Point placement listing
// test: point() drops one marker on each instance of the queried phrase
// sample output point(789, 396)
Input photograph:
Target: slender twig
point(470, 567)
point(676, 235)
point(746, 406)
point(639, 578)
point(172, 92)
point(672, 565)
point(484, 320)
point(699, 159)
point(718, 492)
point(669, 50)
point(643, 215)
...
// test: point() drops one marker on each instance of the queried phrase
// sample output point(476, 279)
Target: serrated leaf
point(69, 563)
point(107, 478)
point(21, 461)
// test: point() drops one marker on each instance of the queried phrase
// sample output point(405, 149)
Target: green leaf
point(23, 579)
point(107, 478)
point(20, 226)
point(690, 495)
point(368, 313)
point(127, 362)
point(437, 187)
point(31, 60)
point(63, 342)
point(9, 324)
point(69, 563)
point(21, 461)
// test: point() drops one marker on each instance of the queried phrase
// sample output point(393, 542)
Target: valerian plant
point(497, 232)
...
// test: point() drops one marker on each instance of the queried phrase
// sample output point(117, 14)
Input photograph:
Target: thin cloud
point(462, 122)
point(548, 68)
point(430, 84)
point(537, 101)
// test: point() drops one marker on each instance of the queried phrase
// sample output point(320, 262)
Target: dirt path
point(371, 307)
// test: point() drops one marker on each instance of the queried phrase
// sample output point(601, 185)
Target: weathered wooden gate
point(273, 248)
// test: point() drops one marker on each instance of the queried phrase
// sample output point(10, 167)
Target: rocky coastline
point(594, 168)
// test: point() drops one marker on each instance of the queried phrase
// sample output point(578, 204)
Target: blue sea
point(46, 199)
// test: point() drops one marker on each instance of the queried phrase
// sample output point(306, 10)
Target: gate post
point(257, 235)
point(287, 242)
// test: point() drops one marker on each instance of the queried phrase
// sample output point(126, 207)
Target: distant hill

## [Task requirements]
Count the lines in the listing above that contain the string "sample", treating case as significant. Give only the number.

## [Complete answer]
11